QUESTIONS ON THE MATERIAL ->
1. Answer these from the FNS study excerpt:
(a) In what year did the FNS IKM effort start?
(b) How many focal points of stakeholders did that effort train?
(c) Whose efforts begun in 2017 does the study call critical for progress with the FNS agenda?
2. List every numbered heading in the FNS study excerpt, each with its number.

DOCUMENT EXTRACT ->
-- Opening Marker --
The study found that threats to FNS as climate change and effects of social or economic changes are mentioned but not addressed in the sense that policy options are provided with cost and benefits. Use of strategic planning tools as models, scenario planning supported by GIS is not found.
3. Are implementation mechanism and capacity adequate for FNS?
It was found that there is no regular mechanism to bring stakeholders together in addressing constraints of the FNS agenda. The agricultural sector is only partially organized.
Information sharing was found to be very limited. Till recently there was no systematic access to prevailing policy documents, stakeholders, projects, contact persons etc. The FNS IKM effort started in 2018, trained over 50 focal points of stakeholders in using on-line platforms which substantially increased access to information and dialogue. The IKM Stakeholder group formed a first segment of an FNS implementation mechanism.
4. Are existing FNS policies and programs adequately resourced?
The overall requirement cannot be assessed in the absence of an update FNS Policy Framework and Implementation Plan. Only short-term needs for resources can be assessed. During the study various projects relevant for FNS were identified that were ongoing or starting. The loan- portfolio of the government is substantial. This implies for the short term that implementation of the FNS agenda could go a long way and optimise existing resources when a FNS-perspective and approach is applied. A Professional Unit is essential to catalyse the FNS processes and resources for this need to be identified with priority.
5. What are other factors that may impede realizing FNS-goals?
The study noted concerns about the politicized government apparatus. As a result, capacities needed for effective implementation are not used and collaboration between agencies can be hampered. It has also affected policy continuity which hampers sustainable and effective development.
6. Can the current set of policies and strategy achieve FNS goals?
The study concluded that continuation of efforts started by FIRST in 2017 are critical for any progress with the FNS agenda. In order to ensure systematic engagement and information exchange of stakeholders, the FNS agenda must be elaborated and endorsed at high-level and the starting institutional mechanism sustained. The Professional facilitating Unit is essential and should be sustainably positioned so it is not affected by political swings.
-- Closing Marker --
Records from a collection:
-- Opening Marker --
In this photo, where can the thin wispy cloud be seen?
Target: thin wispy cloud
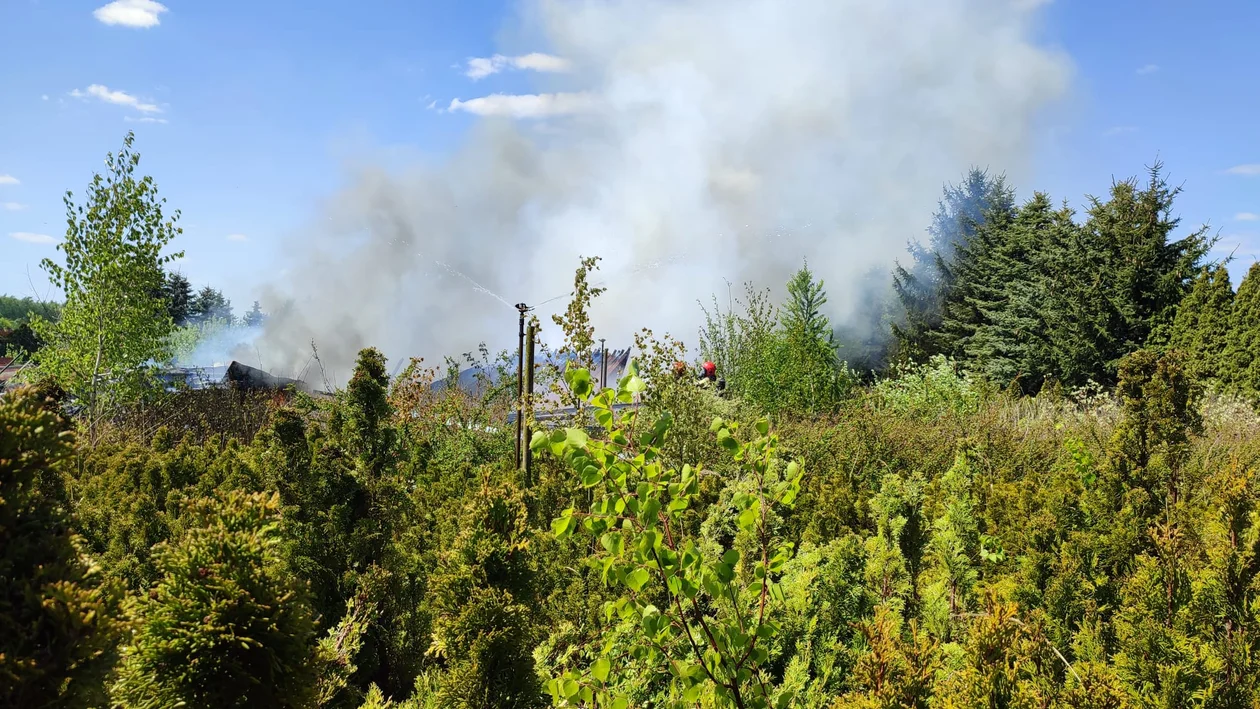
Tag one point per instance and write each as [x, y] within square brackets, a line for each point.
[116, 97]
[481, 67]
[131, 13]
[32, 237]
[1119, 130]
[526, 106]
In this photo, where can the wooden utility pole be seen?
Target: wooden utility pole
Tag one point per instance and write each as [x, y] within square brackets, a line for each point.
[529, 402]
[521, 360]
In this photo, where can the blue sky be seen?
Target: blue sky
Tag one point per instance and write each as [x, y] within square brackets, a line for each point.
[246, 111]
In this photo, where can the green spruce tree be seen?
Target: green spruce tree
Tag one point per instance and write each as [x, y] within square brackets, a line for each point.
[1201, 328]
[1240, 362]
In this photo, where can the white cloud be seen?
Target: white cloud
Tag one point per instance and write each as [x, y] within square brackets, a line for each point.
[116, 97]
[131, 13]
[526, 106]
[32, 238]
[481, 67]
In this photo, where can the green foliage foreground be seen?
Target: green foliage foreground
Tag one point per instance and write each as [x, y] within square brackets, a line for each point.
[934, 543]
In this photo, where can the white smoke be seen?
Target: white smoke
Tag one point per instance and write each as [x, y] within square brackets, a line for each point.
[701, 141]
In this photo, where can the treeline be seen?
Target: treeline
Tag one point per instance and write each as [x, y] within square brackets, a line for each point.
[963, 532]
[188, 307]
[933, 543]
[1027, 295]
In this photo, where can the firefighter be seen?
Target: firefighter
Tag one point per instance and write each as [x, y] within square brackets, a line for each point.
[708, 372]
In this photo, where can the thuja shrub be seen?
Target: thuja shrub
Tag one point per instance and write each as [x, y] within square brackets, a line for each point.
[56, 623]
[227, 625]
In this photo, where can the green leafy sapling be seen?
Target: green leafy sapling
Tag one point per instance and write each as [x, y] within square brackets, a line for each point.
[699, 616]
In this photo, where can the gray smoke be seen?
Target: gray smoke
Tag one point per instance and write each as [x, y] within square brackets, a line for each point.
[692, 142]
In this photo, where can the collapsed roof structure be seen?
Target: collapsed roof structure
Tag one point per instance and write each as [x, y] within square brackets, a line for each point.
[476, 380]
[233, 374]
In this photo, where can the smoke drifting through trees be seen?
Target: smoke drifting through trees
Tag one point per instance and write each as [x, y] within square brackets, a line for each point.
[720, 140]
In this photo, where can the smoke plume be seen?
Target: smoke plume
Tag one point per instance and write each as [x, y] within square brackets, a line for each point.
[689, 144]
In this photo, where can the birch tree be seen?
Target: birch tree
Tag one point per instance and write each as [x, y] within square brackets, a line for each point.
[114, 325]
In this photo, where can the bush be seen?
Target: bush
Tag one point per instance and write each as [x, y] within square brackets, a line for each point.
[56, 626]
[227, 625]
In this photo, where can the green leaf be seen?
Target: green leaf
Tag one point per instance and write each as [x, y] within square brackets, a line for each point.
[578, 380]
[638, 578]
[601, 669]
[563, 525]
[636, 385]
[538, 441]
[576, 437]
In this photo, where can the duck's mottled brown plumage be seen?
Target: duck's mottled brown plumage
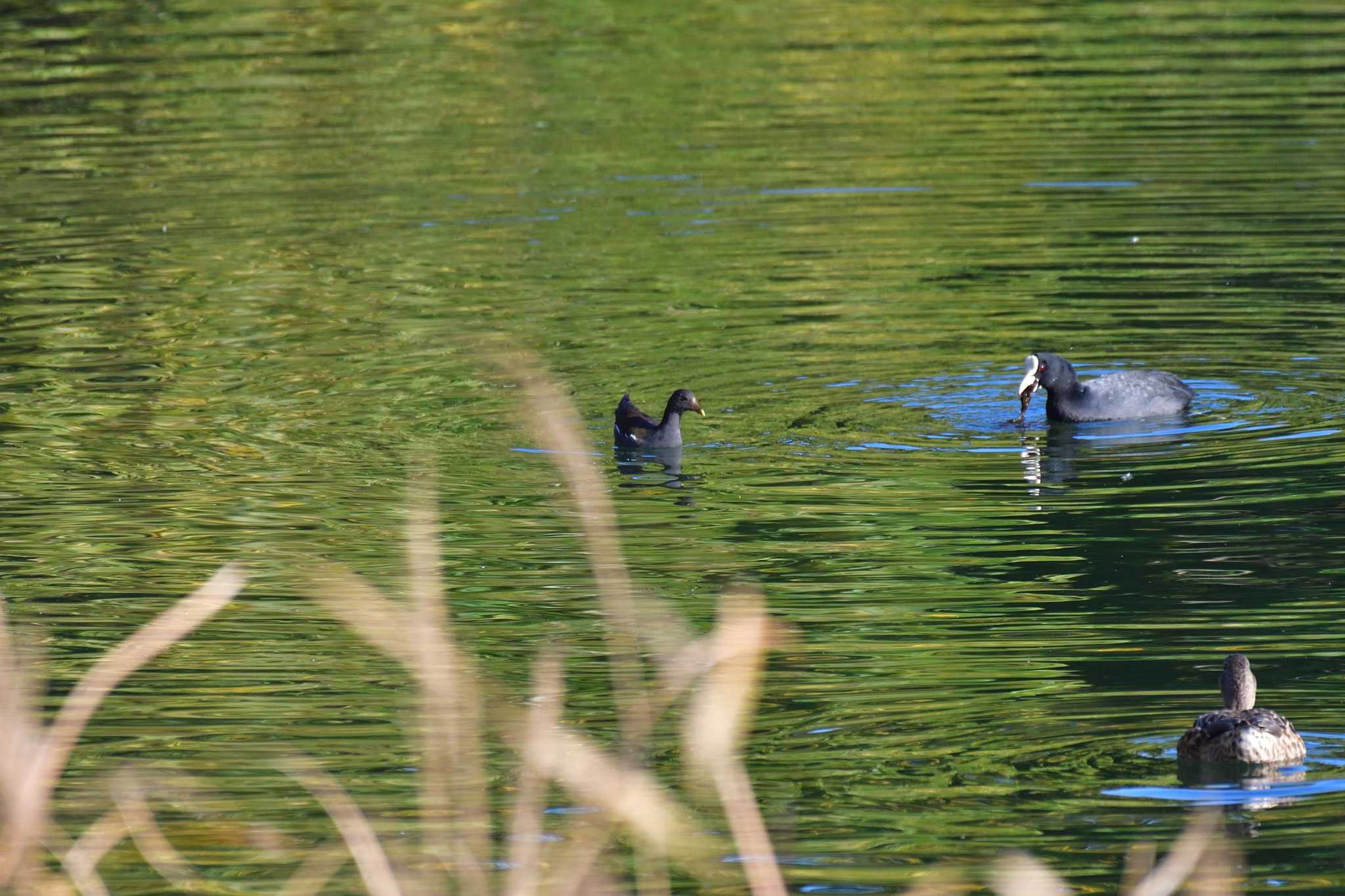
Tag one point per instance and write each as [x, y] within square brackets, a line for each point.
[1241, 731]
[632, 427]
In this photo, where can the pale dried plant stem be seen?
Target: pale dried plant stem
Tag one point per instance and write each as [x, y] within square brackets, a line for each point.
[32, 801]
[1181, 860]
[1020, 875]
[586, 837]
[715, 725]
[81, 859]
[454, 777]
[139, 821]
[525, 856]
[554, 418]
[361, 840]
[318, 868]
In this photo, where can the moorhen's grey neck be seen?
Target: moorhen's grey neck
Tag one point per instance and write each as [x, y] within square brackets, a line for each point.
[1241, 731]
[636, 429]
[1115, 396]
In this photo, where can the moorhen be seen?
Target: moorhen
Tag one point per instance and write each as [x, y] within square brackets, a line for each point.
[636, 429]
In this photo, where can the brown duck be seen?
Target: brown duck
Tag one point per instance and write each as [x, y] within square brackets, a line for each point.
[1241, 731]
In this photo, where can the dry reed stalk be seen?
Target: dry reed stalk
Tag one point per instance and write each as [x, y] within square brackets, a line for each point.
[30, 801]
[81, 859]
[454, 778]
[1021, 875]
[1139, 861]
[525, 855]
[554, 421]
[454, 774]
[129, 797]
[628, 794]
[717, 719]
[361, 840]
[1197, 845]
[318, 868]
[588, 837]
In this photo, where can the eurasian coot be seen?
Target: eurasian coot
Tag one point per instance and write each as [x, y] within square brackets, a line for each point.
[1115, 396]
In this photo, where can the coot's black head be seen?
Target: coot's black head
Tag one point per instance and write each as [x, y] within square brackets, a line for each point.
[1046, 371]
[682, 400]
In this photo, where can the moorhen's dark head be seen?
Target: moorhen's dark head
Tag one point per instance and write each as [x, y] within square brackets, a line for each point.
[1043, 371]
[682, 400]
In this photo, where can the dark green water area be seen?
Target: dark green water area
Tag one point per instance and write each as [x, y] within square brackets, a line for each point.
[249, 253]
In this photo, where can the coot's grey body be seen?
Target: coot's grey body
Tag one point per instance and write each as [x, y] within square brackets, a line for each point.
[1115, 396]
[632, 427]
[1241, 731]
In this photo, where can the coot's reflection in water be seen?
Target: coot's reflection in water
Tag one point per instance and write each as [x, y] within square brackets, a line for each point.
[1049, 458]
[653, 467]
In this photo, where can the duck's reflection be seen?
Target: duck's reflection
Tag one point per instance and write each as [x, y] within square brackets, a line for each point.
[1258, 782]
[653, 467]
[1049, 458]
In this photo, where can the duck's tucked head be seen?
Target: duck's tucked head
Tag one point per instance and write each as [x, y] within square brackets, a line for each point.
[1238, 684]
[682, 400]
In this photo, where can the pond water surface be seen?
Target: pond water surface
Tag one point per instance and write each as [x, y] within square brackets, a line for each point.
[248, 257]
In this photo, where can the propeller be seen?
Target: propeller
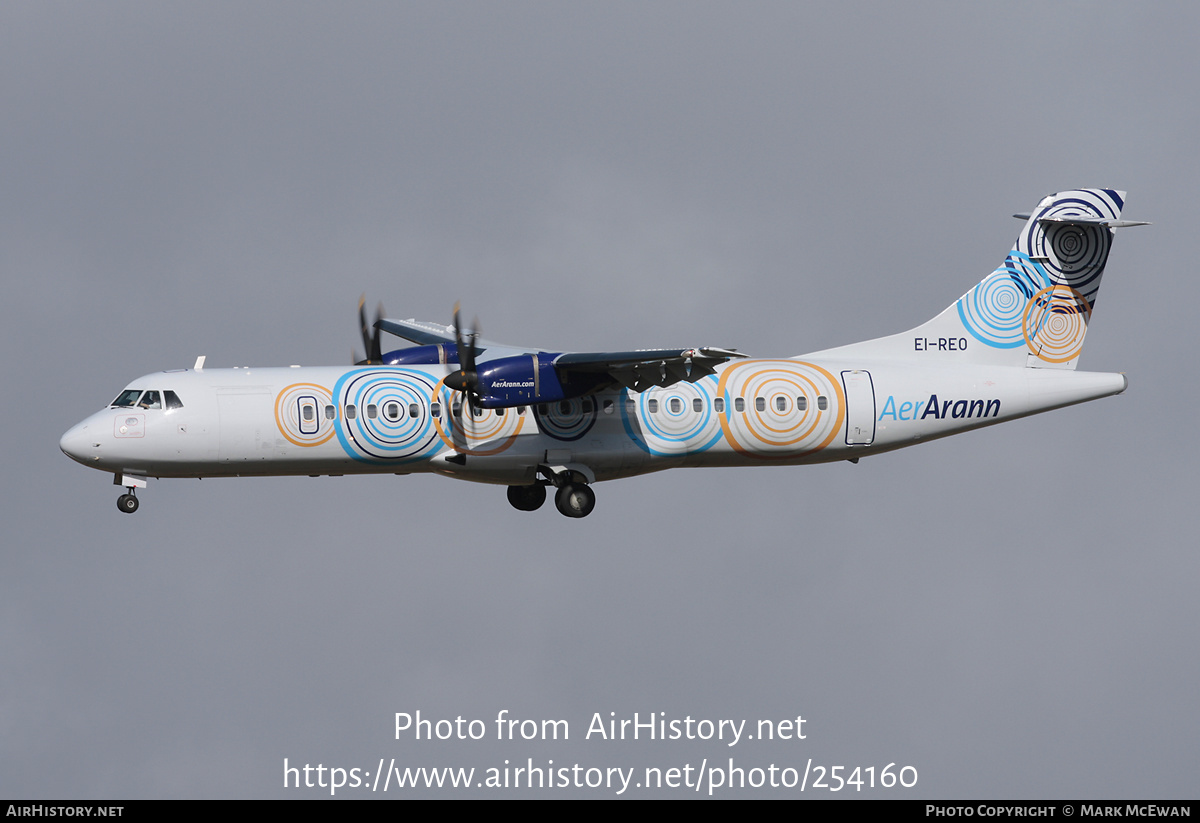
-- Closing Marker --
RESULTS FOR THE EXERCISE ->
1.
(a) 2018
(b) Over 50
(c) FIRST

2.
3. Are implementation mechanism and capacity adequate for FNS?
4. Are existing FNS policies and programs adequately resourced?
5. What are other factors that may impede realizing FNS-goals?
6. Can the current set of policies and strategy achieve FNS goals?